Turn every line of the records below into a Markdown table with the columns "Row" and "Line": number each row and put the line's text beside it. Skip blank lines and leave out the pictures.

※

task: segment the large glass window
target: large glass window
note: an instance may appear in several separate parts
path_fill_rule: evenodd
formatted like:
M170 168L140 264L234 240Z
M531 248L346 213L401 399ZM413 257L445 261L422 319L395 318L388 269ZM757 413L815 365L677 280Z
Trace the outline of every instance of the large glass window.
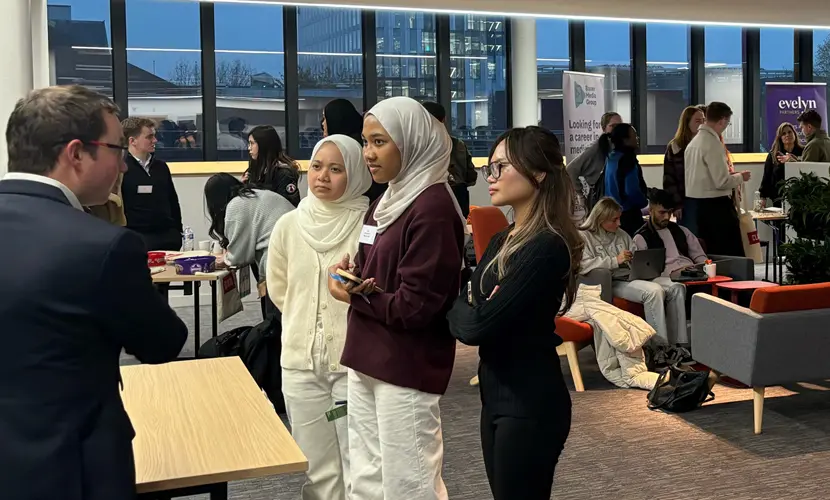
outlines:
M199 4L127 2L130 116L158 123L164 160L202 159L202 67Z
M450 16L449 116L452 134L473 156L486 156L509 123L504 23L503 17Z
M631 25L585 21L585 68L605 75L605 107L631 121Z
M562 108L562 72L570 67L568 21L536 20L536 85L539 93L539 123L553 131L565 146Z
M435 15L380 11L377 24L378 101L437 99Z
M742 30L734 26L707 26L705 33L706 102L720 101L732 108L732 122L723 133L726 144L743 144L744 71Z
M109 0L49 0L49 83L112 97Z
M830 84L830 30L813 31L813 80ZM830 102L828 103L830 116ZM822 128L827 129L826 123Z
M361 25L357 9L297 10L299 159L309 158L323 137L321 120L329 101L348 99L364 111Z
M219 159L244 160L257 125L285 141L282 6L216 3L215 18ZM240 26L254 35L239 36Z
M761 28L761 130L757 151L769 151L773 137L767 137L767 82L792 82L795 66L795 33L792 28Z
M648 23L646 64L648 137L640 140L662 149L674 137L680 113L690 104L689 27Z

※

=== Task response ===
| Row | Line |
|---|---|
| 1 | task: segment the large glass window |
| 2 | target: large glass window |
| 3 | note: an instance may appear in several separate parts |
| 4 | path_fill_rule: evenodd |
| 5 | formatted like: |
| 6 | M170 168L140 264L234 240Z |
| 7 | M531 248L346 213L401 399ZM413 257L445 261L422 319L395 318L388 269ZM757 413L815 365L677 280Z |
| 8 | Trace the outline of every instance of the large glass window. |
| 9 | outlines: |
| 10 | M199 4L127 2L130 116L158 123L164 160L202 159L202 67Z |
| 11 | M450 16L449 116L452 134L473 156L486 156L509 123L504 23L503 17Z |
| 12 | M631 25L585 21L585 68L605 75L605 107L631 121Z |
| 13 | M562 108L562 72L570 67L568 21L536 20L536 85L539 93L539 123L553 131L565 146Z |
| 14 | M435 15L380 11L377 24L378 101L437 99Z |
| 15 | M742 30L734 26L707 26L705 33L706 102L720 101L732 108L732 122L723 133L726 144L743 144L744 71Z |
| 16 | M109 0L49 0L49 83L112 97Z |
| 17 | M830 84L830 30L813 31L813 80ZM830 102L828 103L830 116ZM822 128L827 129L826 123Z |
| 18 | M361 25L357 9L297 10L299 159L309 158L323 137L321 120L329 101L348 99L364 111Z |
| 19 | M219 159L244 160L257 125L285 141L282 6L216 3L215 18ZM240 26L254 35L239 36Z |
| 20 | M761 28L761 130L757 151L769 151L773 137L767 137L767 82L792 82L795 66L795 33L792 28Z |
| 21 | M648 23L646 64L648 137L640 140L662 149L674 137L680 113L690 104L689 27Z |